--- Ausgewählter Abschnitt ---
Der Vorgang kam ans Licht, als Ermittler die fraglichen Daten zum Zusammenbruch des Bankensystems auswerten wollten. Die Nachrichtenagentur Reuters erhielt einen Einblick in den vertraulichen Bericht der Beratungsfirma Alvarez & Marsal, der - auch wegen des USB-Sticks - keine eindeutige Erklärung für das fatale Verhalten der Bank zutage förderte.

Dem Bericht zufolge wollte die Bank of Cyprus offenbar mit riskanten griechischen Schuldenpapieren wachsende Verluste wettmachen, die ihr aus dem Anstieg fauler Kredite entstanden. Einige Manager weihten jedoch möglicherweise den Verwaltungsrat nicht in diese gewagte Strategie ein, verheimlichten die entstehenden Verluste durch Buchungstricks und verzögerten später womöglich eine Untersuchung. So erklärten Bank-Manager etwa im Dezember 2009 den Medien und dem Verwaltungsrat, dass die griechischen Anleihen fast alle verkauft seien. Dass die Bank schon wenige Tage darauf wieder Milliarden in die Papiere investierte, wurde dagegen nie publik. Der Bericht beklagt zudem eine Firmenkultur, in der Management-Entscheidungen nie infrage gestellt wurden.

Massenhaft Daten gelöscht

Michael Olympios, der Chef eines Anlegerverbandes, resümiert die Ergebnisse der Untersuchung mit dem berühmten Zitat des Historikers Lord Acton: "Macht korrumpiert, absolute Macht korrumpiert absolut." Die Bank of Cyprus will sich nun zu dem Bericht nicht äußern und auch der Generalstaatsanwalt lehnt eine Stellungnahme ab.

Anfang des Monats hatte die griechische Zeitung "Kathimerini" berichtet, der Bericht belaste vor allem den früheren Vorstandschef Andreas Eliades und den ehemaligen verantwortlichen Leiter für das Kapitalmarktgeschäft, Christakis Patsalides. Auf den Computern der beiden Ex-Manager seien nur sehr wenige oder überhaupt keine gespeicherten E-Mails aus den Jahren 2009 bis 2012 gefunden worden, dafür aber eine Spezialsoftware für die Löschung von Daten, die nicht zur Computer-Standardausstattung bei der Bank gehört habe, berichtete die Zeitung.

Auf dem Computer von Patsalides seien am 18. Oktober 2012 massenhaft Daten gelöscht worden. Die Bankangestellten waren dem Bericht zufolge indes von der Zentralbank schon am 21. August angewiesen worden, die Daten wegen der bevorstehenden Überprüfung durch Alvarez & Marsal nicht anzutasten.

Eliades' Büro-Computer sei komplett leer gewesen, hieß es weiter. Entweder habe er ihn nie benutzt oder die Daten seien nach seinem Abgang im Juli 2012 von der Bank beziehungsweise mittels der betreffenden Software gelöscht worden. Zugleich rügten die Prüfer die mangelhafte Kooperationsbereitschaft des Ex-Vorstandschefs, berichtete die Zeitung.
--- Datenauszug ---
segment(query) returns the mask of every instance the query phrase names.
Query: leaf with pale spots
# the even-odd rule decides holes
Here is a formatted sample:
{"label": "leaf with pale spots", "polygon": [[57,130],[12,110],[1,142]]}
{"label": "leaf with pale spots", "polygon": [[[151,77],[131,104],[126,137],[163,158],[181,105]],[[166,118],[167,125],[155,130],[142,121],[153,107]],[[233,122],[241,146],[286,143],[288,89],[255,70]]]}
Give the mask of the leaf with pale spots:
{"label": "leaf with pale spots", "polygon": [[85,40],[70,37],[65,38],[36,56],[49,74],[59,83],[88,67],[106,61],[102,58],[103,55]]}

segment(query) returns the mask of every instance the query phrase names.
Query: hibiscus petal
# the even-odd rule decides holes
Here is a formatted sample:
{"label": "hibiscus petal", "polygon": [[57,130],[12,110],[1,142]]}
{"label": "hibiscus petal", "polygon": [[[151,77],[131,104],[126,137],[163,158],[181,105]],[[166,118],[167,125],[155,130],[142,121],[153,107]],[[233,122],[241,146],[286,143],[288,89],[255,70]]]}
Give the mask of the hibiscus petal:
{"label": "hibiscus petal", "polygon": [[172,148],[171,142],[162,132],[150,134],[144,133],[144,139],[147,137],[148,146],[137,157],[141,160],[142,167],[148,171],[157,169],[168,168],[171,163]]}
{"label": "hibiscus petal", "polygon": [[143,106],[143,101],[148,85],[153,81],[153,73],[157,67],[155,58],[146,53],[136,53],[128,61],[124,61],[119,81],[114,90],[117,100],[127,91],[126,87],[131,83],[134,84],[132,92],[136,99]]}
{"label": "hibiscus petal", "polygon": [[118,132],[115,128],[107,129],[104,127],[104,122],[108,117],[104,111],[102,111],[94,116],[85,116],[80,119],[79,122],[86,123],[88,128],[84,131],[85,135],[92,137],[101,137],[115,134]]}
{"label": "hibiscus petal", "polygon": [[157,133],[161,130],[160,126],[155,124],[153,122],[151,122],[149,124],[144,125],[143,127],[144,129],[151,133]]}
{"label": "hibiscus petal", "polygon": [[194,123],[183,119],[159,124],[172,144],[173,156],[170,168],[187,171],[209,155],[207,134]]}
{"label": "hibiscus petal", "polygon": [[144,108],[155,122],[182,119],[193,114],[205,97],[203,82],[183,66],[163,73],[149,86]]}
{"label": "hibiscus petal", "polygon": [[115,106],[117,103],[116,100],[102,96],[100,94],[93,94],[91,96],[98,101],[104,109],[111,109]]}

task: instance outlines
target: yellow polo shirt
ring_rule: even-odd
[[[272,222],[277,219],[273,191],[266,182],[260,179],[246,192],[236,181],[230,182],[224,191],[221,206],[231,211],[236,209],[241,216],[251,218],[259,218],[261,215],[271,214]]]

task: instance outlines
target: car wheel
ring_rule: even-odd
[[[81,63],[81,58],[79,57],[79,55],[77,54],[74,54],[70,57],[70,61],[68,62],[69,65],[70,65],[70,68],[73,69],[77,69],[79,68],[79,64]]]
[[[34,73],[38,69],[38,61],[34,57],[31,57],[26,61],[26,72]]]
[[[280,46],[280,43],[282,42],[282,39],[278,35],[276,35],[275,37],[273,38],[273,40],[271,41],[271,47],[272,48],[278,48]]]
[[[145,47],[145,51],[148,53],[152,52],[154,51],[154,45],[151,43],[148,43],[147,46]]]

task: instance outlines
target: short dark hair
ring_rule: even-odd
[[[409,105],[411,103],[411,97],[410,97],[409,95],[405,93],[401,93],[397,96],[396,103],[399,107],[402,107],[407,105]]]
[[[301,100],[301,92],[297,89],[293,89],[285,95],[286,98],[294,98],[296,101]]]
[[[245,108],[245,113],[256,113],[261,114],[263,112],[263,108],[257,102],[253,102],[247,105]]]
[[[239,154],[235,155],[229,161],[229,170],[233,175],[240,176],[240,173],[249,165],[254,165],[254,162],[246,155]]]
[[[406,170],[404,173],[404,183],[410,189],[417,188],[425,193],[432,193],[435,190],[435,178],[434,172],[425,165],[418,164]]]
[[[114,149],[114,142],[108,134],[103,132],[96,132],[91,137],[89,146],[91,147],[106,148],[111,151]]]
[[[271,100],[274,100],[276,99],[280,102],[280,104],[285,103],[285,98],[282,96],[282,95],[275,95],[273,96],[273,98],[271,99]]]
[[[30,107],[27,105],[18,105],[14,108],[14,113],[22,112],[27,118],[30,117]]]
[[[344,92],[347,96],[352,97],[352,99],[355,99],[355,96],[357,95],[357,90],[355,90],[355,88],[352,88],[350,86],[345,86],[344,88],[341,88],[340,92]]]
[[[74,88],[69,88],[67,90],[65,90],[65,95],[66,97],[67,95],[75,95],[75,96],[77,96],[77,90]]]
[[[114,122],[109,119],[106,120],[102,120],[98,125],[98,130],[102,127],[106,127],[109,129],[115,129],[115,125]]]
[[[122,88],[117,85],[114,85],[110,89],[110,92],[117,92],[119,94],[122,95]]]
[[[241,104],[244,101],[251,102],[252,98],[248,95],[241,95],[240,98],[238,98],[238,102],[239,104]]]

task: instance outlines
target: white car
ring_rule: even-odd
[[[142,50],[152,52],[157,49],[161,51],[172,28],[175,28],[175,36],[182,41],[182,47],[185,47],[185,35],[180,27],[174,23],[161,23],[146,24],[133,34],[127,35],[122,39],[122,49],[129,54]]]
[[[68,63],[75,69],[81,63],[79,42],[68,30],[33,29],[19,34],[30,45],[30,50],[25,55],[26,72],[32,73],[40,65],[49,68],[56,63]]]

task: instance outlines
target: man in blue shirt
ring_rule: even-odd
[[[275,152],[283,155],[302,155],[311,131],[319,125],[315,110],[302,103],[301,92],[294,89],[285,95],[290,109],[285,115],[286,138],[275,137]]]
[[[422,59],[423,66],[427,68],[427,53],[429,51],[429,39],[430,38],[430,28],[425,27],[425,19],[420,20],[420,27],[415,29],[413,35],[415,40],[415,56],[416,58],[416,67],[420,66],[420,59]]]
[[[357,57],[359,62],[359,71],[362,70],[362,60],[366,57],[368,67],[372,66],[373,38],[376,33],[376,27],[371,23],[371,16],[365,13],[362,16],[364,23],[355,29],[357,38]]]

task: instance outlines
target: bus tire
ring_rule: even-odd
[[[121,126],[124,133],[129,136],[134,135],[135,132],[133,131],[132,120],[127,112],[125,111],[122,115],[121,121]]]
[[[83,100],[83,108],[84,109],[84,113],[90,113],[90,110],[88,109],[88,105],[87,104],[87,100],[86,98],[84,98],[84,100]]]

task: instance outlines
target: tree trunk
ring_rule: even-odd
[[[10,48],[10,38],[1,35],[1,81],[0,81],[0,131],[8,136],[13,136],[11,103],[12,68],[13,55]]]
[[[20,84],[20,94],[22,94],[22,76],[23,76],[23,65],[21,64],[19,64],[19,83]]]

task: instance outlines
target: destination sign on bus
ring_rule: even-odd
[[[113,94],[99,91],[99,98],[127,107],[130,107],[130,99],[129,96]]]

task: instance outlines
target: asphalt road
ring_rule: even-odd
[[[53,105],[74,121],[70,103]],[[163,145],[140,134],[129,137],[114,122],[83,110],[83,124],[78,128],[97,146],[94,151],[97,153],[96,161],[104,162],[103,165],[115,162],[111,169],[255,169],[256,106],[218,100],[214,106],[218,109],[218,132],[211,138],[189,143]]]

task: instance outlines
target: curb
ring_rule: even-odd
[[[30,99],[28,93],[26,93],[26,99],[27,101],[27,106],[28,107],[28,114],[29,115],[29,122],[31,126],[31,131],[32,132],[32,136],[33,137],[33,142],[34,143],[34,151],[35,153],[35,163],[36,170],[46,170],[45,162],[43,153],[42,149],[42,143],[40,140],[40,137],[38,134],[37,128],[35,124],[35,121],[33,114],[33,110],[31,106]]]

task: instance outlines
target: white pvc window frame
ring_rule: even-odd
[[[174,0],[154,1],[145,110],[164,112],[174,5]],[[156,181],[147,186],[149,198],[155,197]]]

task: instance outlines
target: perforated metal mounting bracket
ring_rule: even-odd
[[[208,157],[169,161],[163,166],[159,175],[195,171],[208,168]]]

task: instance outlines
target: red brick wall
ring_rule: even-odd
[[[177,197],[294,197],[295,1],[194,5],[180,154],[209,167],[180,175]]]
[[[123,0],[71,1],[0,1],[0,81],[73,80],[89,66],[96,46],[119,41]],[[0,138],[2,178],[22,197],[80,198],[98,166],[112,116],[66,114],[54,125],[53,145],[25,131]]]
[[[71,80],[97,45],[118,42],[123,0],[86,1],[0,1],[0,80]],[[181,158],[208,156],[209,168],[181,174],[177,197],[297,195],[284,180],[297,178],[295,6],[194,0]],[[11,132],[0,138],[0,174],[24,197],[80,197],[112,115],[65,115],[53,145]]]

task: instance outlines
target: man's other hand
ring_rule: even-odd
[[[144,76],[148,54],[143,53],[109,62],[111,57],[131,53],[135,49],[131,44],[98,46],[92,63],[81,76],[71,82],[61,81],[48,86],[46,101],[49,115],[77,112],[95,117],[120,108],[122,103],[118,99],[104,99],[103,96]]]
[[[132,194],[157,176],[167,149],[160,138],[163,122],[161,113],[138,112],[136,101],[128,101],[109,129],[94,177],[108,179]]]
---
## Aufgabe
An welchem Tag wurden laut dem Abschnitt über die Bank of Cyprus auf dem Computer von Patsalides massenhaft Daten gelöscht?

## Lösung
Am 18. Oktober 2012.